==== Extracted text
You'll need to reset your electrical box and rehang the fan.
a.
the existing drop ceiling structure is wierd. I think it's sagging although there are no cracks around the perimeter where you would expect them. Bottom line, along one wall the ceiling is 1 1/2" to 2" lower in the middle of the wall than in the corners. I was going to live with teh ceiling untill I discovered this as the new ceiling is really beyond the scope of what I wanted to do.Ultimalely I wanted to put a crown moulding ande the only way to do it with the existing ceiling woulld be to drop teh crown but the uneven space between teh top of the crown and the ceiling would be too noticable for me along an 8' wall. In another room along a 12' run the ceiling was 1" lower in the middle of the wall and I was able to bend the crown into place end then attach it with trim screws to hold it in place. The coped corners were not perfect but this was just paint grade stuff so a little caulk and paint made a big difference.Someone brought out the phrase "sloptical illusion" in the other thread about construction terms. I was laughing so hard when I read that one cause it is about the best I could hope for in a 110 year old building with considerable settlement."I'm your huckleberry"
Edited 1/26/2006 5:31 pm ET by xosder11
Another option is to use steel studs as ceiling joists. Use a laser level to put C-channel around the perimeter of the room, then hang studs off of that. I would use galvanized #10 round washer head screws (lots of them) to fasten the channel to the wall. Don't do something half-assed like pick up what's at HD and then support it in the middle, do the proper load calculations and then special order the proper gauge and length from a DW supplier. You can get load specs for steel studs as joists here.
Needless to say, the fan should be mounted independent of the steel studs if you go this direction.
Disclaimer: I'm a know-nothing DIYer, this is just an option I investigated once.
Thanks Taylor. I love the disclaimer ; )"I'm your huckleberry"
Edited 1/26/2006 5:32 pm ET by xosder11
Yeah, steel studs would be the way to go. Use the steel U channel around the perimeter and the heavy-duty studs across.Be sure to protect any wiring so that it doesn't rub against a sharp edge.I don't see why you couldn't mount the fan on the steel studs, but you'd want to add extra cross-bracing, top prevent vibration/wobble. Something like a piece of 1/2" plywood about 3x3 feet layed on top of the studs and screwed to them (though screwing from above would be a trick, so probably some other mounting scheme is better).
If ignorance is bliss why aren't more people
happy?
I don't see why you couldn't mount the fan on the steel studs, ....
========
==== Data shown
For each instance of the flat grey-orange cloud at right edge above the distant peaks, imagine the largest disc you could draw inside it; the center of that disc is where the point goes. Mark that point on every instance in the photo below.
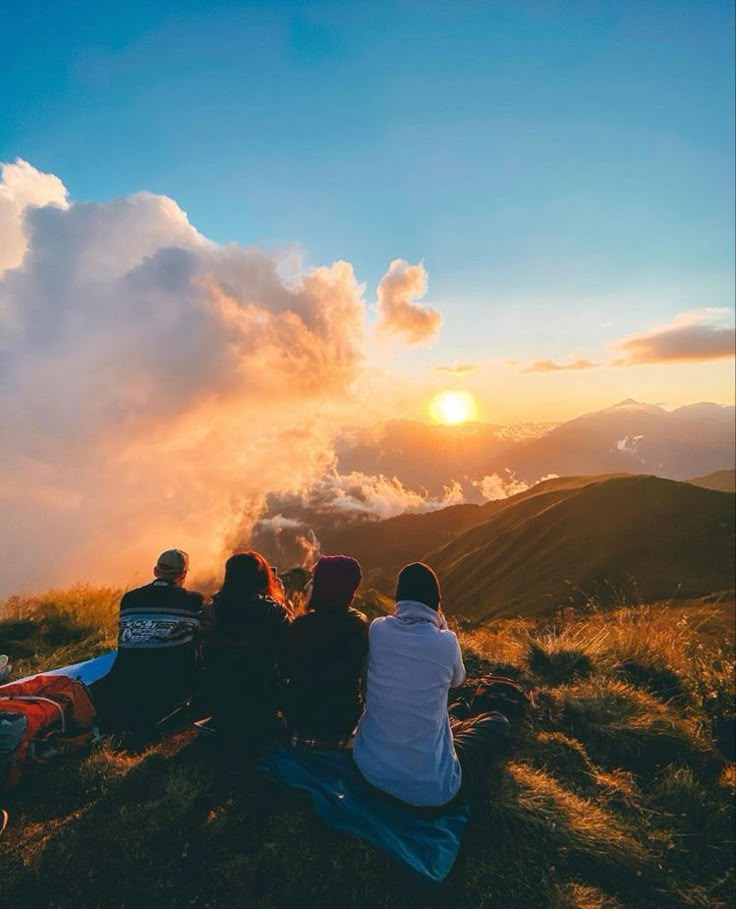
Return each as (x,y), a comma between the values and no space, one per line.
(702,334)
========
==== Data shown
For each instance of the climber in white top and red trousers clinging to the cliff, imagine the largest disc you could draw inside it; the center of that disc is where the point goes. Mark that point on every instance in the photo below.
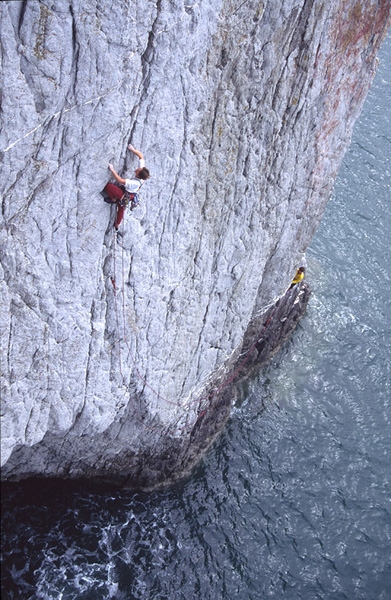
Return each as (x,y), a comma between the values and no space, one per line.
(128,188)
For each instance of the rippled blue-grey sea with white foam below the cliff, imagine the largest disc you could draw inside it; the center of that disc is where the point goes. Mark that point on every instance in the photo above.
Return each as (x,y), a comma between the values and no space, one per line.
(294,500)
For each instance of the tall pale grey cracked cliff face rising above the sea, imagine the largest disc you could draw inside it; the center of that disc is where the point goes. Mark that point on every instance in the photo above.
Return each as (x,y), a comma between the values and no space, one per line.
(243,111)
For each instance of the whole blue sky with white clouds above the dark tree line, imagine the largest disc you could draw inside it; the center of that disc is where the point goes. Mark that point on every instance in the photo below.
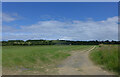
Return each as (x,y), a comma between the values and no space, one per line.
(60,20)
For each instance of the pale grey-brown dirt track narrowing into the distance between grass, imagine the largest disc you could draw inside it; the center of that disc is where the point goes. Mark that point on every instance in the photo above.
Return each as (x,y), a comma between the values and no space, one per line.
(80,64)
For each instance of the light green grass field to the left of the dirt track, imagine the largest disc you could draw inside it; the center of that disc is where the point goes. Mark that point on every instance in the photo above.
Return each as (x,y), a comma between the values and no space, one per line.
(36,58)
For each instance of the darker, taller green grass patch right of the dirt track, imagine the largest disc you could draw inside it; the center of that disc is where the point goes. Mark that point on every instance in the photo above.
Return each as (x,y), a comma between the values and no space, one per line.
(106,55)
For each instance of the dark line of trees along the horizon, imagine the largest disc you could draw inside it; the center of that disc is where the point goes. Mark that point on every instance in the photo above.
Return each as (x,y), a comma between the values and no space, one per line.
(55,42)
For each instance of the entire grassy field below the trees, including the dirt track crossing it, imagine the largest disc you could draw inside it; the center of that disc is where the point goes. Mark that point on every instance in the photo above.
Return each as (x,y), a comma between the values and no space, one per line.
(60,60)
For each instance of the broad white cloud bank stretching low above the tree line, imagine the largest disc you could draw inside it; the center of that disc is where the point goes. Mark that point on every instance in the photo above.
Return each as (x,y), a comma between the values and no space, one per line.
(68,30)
========
(Task objective)
Answer these from the ceiling thread:
(a) Along the wall described first, how much lower is the ceiling in the middle than in the corners?
(b) What kind of screws is suggested for fastening the channel to the wall?
(c) What piece of plywood is proposed as cross-bracing for the fan?
Rely only on the text for what follows.

(Problem solution)
(a) 1 1/2" to 2" lower.
(b) Galvanized #10 round washer head screws.
(c) A piece of 1/2" plywood about 3x3 feet, laid on top of the studs and screwed to them.